** EXERCISE TEXT follows **

This is with reference to the article, “Nutrition: What Needs To Be Done?” by Jomo Kwame Sundaram and Vikas Rawal (EPW, 18 October 2014). The impact of under-nutrition on one’s future life starts much before one’s birth. During the last two decades, an increasing amount of evidence has pointed to a linkage of nutritional status of adults to maternal health. David Barker’s theory, coined as the Barker Hypothesis by the British Medical Journal in 1995, posits that maternal dietary imbalances at the critical periods of development of the womb can trigger an adaptive redistribution of the foetal resources in ways that such adaptations and metabolism predispose individual to cardiovascular and endocrinal diseases. The foetus of a malnourished mother protects its brain by directing blood flow from other organs. The changes in the flow patterns also weaken blood vessels and make the individual more prone to strokes and heart-attacks. This vulnerability is not restricted to one person; it may be passed on for generations in a family.

** End of EXERCISE TEXT **

**EXPLORE THE MATERIAL**.
**1)** Answer these questions about the nutrition text:
(a) Which publication coined the name "Barker Hypothesis," and in what year?
(b) How does the foetus of a malnourished mother protect its brain?
(c) Which two conditions do the changes in the flow patterns make the individual more prone to?
**2)** Write what comes next in the nutrition text, starting after its final sentence.

** ENTRIES PROVIDED follows **

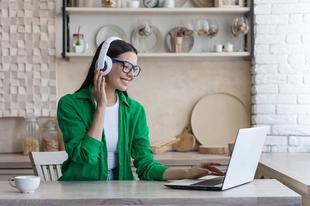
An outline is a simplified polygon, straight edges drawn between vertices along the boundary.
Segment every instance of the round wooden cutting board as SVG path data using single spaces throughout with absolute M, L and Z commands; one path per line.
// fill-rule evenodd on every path
M 250 115 L 235 96 L 215 93 L 205 96 L 196 104 L 191 125 L 202 145 L 227 145 L 235 142 L 239 129 L 251 126 Z

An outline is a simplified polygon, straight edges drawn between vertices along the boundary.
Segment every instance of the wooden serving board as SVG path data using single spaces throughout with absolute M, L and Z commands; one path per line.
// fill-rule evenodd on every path
M 220 155 L 227 153 L 228 148 L 222 146 L 200 145 L 198 152 L 201 154 Z
M 235 142 L 239 129 L 251 127 L 251 118 L 239 99 L 230 94 L 215 93 L 197 102 L 191 126 L 202 145 L 227 145 Z

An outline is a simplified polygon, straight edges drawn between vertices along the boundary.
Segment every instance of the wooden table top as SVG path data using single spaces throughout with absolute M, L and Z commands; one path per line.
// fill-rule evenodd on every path
M 275 179 L 256 179 L 224 191 L 178 190 L 166 182 L 41 182 L 34 193 L 22 194 L 0 181 L 0 206 L 178 205 L 301 206 L 301 196 Z
M 155 155 L 154 158 L 164 165 L 182 166 L 195 165 L 202 161 L 216 161 L 223 165 L 228 165 L 230 156 L 226 154 L 206 155 L 200 154 L 198 151 L 166 152 L 163 154 Z M 21 153 L 0 154 L 0 169 L 25 168 L 32 168 L 28 155 L 23 155 Z
M 258 167 L 268 167 L 275 178 L 310 195 L 309 161 L 310 153 L 262 153 Z

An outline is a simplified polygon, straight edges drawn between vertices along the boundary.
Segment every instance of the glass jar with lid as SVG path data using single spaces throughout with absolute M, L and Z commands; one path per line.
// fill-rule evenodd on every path
M 85 51 L 84 35 L 83 34 L 73 34 L 72 46 L 74 49 L 74 52 L 76 53 L 84 52 Z
M 29 114 L 24 120 L 24 155 L 28 155 L 30 152 L 40 151 L 40 128 L 38 117 Z
M 42 130 L 42 151 L 52 152 L 59 150 L 57 126 L 53 121 L 48 120 L 43 125 Z

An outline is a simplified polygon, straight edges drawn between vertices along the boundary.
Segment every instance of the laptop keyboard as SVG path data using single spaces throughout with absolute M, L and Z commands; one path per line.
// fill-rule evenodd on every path
M 191 185 L 199 185 L 199 186 L 214 186 L 219 184 L 222 184 L 224 181 L 224 177 L 217 177 L 213 179 L 207 179 L 201 182 L 196 182 L 192 184 Z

** End of ENTRIES PROVIDED **

**ANSWERS TO THE TASKS**.
**1)**
(a) The British Medical Journal, in 1995.
(b) It directs blood flow from other organs.
(c) Strokes and heart-attacks.

**2)**
Moreover, if the foetus receives limited nutrients in the womb its cells may use nutrients sparingly, and the trait gets ingrained in the growing organism. Malnutrition in the womb leads the foetus to conserve fat and calories. This may place the child at a high risk of obesity during adolescence. Similarly, a malnourished foetus produces fewer insulin-producing cells and heightens the chances of contacting Type-II diabetes. Therefore, diseases blamed on lifestyles seem to start before birth.